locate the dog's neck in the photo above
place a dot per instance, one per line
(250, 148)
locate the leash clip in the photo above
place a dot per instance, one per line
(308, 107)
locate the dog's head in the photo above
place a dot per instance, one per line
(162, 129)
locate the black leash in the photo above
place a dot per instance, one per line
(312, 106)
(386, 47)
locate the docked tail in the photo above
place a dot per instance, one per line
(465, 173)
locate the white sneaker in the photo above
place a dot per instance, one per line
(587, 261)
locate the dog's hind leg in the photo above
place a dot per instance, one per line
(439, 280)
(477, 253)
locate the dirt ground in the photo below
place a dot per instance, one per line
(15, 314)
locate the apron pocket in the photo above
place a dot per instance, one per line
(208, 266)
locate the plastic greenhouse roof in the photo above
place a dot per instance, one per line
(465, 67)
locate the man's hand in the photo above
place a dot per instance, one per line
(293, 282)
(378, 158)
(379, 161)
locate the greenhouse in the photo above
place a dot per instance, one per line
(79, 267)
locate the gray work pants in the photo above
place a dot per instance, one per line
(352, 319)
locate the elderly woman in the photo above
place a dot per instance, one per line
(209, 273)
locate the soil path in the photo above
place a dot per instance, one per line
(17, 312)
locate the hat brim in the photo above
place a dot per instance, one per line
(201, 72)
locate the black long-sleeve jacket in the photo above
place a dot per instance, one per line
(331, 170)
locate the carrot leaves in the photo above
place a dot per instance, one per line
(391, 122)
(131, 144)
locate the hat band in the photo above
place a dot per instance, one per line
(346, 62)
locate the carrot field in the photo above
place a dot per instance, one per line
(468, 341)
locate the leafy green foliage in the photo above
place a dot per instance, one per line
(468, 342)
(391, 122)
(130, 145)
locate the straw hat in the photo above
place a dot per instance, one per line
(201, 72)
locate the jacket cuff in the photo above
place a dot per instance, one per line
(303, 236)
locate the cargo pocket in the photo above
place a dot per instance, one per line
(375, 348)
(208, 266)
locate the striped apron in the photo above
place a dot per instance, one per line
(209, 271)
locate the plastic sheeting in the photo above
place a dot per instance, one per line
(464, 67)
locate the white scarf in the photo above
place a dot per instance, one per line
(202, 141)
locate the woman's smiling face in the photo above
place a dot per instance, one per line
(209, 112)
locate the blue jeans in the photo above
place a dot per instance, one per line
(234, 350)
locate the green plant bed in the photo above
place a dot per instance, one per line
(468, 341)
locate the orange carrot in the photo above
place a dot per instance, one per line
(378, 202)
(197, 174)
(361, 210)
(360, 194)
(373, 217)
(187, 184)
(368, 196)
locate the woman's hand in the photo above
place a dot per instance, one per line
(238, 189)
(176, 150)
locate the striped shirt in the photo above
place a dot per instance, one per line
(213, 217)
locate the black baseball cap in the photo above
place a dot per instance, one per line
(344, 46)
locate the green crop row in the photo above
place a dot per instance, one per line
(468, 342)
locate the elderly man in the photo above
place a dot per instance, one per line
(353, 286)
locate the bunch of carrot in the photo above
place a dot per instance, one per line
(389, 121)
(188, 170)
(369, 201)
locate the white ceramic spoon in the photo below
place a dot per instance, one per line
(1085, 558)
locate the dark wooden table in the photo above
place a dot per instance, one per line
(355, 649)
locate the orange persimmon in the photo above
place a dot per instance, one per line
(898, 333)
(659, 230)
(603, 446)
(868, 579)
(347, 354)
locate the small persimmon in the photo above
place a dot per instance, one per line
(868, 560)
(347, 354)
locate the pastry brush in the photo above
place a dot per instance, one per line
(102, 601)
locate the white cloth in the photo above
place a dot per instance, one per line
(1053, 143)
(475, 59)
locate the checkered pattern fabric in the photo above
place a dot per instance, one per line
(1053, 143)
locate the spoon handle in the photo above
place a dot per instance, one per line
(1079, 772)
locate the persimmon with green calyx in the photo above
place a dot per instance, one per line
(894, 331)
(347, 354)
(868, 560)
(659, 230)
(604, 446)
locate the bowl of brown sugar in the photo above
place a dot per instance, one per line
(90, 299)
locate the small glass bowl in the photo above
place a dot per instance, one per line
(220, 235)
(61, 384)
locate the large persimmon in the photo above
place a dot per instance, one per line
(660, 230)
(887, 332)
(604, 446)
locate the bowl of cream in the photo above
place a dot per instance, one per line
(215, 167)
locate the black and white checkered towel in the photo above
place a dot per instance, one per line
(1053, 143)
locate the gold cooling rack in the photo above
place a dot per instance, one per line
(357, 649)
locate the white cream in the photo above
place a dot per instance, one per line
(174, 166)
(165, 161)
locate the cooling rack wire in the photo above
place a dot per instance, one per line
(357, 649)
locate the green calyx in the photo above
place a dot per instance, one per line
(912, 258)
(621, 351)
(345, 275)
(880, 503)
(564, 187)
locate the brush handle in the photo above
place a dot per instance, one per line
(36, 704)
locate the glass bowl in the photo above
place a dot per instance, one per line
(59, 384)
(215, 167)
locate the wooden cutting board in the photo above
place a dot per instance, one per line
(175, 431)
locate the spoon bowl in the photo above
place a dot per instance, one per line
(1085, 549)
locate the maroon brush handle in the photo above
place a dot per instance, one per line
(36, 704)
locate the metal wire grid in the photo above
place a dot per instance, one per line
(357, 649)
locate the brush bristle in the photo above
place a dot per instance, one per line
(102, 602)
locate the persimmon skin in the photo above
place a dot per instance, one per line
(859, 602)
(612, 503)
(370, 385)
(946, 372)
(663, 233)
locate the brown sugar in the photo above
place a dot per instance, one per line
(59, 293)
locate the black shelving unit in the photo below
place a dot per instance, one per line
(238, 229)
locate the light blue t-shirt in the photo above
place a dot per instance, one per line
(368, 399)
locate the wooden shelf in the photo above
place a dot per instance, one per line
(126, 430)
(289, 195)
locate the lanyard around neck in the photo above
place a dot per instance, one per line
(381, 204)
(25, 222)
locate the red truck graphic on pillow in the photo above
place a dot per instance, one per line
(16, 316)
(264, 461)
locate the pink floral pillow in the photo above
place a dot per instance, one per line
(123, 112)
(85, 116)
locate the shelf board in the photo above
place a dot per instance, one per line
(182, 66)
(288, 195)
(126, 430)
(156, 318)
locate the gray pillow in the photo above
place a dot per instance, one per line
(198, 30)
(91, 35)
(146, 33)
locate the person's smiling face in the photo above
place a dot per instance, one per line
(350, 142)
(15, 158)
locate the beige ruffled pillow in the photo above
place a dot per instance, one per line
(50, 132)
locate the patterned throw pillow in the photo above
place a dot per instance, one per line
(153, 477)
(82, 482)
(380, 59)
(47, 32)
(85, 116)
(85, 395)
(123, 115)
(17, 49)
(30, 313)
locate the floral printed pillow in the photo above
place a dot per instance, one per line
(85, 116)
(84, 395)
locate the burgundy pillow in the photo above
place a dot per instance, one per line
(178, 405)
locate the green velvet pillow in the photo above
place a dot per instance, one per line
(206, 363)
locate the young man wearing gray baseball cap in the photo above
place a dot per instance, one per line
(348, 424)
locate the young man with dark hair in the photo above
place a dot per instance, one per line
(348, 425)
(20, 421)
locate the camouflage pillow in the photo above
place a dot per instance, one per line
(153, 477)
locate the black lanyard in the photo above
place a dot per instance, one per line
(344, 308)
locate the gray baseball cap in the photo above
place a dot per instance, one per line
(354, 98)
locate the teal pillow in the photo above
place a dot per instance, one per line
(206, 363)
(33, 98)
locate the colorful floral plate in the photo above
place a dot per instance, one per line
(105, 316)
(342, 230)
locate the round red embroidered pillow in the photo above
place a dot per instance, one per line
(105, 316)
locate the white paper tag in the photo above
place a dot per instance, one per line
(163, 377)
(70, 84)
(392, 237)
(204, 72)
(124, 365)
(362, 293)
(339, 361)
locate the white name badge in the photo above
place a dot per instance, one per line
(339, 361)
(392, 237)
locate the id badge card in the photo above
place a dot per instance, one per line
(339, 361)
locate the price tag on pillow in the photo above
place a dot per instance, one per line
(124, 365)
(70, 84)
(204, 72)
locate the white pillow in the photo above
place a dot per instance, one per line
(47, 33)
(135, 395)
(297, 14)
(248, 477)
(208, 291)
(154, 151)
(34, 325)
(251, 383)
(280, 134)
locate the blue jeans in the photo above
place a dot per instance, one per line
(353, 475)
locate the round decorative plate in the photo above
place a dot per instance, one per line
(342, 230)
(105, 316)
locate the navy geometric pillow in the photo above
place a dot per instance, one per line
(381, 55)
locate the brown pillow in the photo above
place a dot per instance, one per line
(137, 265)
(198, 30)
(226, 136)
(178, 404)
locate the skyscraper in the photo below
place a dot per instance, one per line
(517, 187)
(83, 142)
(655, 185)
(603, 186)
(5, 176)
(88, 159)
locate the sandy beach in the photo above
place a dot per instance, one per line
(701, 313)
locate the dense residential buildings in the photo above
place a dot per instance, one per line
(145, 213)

# What the task asks
Return exactly the lines from the line bearing "locate the navy" to the end of the records, inclusive of both; include no other lines.

# Written response
locate the navy geometric pillow in the photo above
place a dot per instance, one per line
(381, 55)
locate the brown pillow in the photo above
place a dot per instance, one per line
(137, 265)
(198, 30)
(226, 136)
(178, 404)
locate the skyscraper in the photo below
place a dot per instance, one per line
(517, 187)
(83, 142)
(655, 185)
(603, 186)
(5, 176)
(88, 159)
locate the sandy beach in the photo above
place a dot per instance, one per line
(701, 313)
locate the dense residential buildings in the photo above
place a dot per instance, one per line
(145, 213)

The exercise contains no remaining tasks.